Report every line of the records that contains the string "eyebrow", matching case exactly.

>>>

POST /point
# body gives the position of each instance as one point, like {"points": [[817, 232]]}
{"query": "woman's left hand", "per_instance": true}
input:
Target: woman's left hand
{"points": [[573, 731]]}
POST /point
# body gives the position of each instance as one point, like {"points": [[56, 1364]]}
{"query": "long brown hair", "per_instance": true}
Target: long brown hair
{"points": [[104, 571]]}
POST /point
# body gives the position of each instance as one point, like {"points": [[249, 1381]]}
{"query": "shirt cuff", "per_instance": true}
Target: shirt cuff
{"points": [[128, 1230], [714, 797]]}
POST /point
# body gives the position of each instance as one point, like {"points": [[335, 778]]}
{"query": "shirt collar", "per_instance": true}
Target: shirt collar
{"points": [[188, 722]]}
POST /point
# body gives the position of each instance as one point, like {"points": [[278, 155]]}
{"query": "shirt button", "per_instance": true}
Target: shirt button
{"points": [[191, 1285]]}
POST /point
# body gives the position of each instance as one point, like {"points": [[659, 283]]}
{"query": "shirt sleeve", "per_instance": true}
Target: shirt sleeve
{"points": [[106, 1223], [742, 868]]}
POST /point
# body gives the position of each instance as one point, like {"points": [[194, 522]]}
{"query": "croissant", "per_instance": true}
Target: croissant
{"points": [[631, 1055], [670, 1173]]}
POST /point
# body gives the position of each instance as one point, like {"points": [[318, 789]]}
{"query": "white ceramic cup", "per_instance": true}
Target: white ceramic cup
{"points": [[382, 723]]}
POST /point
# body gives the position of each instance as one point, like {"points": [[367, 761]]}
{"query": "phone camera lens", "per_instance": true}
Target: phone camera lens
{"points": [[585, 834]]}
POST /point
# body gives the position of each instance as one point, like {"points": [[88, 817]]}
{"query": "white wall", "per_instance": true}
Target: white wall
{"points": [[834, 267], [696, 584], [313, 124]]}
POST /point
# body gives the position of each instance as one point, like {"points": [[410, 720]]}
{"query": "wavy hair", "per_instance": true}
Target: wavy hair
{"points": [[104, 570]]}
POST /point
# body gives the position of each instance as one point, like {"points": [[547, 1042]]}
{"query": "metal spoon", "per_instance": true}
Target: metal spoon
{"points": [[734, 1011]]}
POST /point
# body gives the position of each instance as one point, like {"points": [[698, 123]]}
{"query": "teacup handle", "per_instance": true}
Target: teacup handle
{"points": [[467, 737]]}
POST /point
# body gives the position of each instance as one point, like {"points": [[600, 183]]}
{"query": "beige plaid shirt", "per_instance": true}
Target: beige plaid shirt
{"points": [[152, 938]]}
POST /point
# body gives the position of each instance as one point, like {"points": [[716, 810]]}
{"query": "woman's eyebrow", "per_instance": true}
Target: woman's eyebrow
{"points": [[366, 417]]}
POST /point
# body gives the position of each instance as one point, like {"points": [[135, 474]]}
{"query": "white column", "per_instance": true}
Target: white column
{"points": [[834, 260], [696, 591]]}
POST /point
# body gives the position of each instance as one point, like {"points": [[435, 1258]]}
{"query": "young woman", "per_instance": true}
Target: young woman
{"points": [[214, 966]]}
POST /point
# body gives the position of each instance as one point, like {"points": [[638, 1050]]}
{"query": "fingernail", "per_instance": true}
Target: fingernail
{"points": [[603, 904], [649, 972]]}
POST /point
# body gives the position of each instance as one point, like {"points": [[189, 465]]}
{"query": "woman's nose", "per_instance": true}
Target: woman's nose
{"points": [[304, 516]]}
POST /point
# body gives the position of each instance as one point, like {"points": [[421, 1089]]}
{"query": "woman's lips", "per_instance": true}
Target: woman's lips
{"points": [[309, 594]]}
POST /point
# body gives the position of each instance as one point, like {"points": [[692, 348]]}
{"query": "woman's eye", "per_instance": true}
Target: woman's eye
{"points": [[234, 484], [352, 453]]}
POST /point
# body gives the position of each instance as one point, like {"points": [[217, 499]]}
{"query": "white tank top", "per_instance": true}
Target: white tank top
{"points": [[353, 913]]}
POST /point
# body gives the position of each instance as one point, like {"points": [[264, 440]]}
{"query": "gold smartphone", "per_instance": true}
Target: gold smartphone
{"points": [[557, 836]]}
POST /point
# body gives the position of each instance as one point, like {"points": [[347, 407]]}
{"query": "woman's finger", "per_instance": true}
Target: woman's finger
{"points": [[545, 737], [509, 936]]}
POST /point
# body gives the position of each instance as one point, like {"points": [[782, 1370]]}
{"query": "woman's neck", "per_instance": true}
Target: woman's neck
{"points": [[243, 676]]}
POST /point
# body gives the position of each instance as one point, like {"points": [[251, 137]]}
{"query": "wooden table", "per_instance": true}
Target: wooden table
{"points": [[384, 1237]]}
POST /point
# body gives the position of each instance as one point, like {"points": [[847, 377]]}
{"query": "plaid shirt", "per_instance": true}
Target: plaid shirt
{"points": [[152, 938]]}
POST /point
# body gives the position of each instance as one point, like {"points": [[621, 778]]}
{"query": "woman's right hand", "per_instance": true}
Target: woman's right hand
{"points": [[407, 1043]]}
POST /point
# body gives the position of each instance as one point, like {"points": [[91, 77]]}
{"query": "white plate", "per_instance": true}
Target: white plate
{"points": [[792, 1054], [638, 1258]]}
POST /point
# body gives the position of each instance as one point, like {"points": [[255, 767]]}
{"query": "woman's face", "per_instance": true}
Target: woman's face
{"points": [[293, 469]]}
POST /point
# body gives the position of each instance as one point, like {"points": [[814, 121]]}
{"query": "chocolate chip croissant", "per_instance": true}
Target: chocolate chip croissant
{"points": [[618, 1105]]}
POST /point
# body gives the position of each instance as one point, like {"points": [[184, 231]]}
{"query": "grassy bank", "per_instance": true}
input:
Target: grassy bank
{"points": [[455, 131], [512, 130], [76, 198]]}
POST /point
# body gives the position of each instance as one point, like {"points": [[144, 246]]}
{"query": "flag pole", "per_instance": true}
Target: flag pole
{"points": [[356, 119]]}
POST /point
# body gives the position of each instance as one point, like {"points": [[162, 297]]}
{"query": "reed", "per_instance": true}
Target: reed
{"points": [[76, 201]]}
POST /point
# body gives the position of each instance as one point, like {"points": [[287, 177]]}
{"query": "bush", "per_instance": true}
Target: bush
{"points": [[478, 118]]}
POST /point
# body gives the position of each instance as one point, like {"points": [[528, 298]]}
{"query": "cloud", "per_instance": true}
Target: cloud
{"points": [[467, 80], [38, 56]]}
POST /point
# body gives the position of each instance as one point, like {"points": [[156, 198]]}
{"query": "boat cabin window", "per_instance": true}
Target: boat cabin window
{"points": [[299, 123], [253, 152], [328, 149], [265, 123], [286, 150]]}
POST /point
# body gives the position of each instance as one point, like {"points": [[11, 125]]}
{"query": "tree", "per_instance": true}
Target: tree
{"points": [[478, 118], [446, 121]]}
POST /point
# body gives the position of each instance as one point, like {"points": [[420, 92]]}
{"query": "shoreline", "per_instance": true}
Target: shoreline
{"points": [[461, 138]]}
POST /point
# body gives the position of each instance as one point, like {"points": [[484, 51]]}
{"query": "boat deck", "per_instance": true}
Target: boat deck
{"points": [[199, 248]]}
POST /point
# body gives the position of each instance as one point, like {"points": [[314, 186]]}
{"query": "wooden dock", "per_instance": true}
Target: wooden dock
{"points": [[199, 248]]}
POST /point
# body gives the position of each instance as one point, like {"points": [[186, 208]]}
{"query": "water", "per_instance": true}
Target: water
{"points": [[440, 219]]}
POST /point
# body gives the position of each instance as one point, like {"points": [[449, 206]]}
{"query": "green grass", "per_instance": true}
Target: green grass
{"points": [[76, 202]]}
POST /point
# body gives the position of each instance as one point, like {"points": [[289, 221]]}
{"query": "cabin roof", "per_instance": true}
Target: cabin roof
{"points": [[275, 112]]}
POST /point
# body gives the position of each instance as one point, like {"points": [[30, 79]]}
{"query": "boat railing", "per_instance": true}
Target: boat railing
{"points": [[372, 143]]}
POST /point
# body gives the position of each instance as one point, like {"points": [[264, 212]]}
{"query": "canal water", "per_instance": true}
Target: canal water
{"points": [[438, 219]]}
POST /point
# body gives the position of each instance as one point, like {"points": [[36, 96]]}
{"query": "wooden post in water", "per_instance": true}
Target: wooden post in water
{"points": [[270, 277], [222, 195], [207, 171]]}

<<<

> [Final answer]:
{"query": "woman's eyebrow", "per_instance": true}
Target: woman's eyebrow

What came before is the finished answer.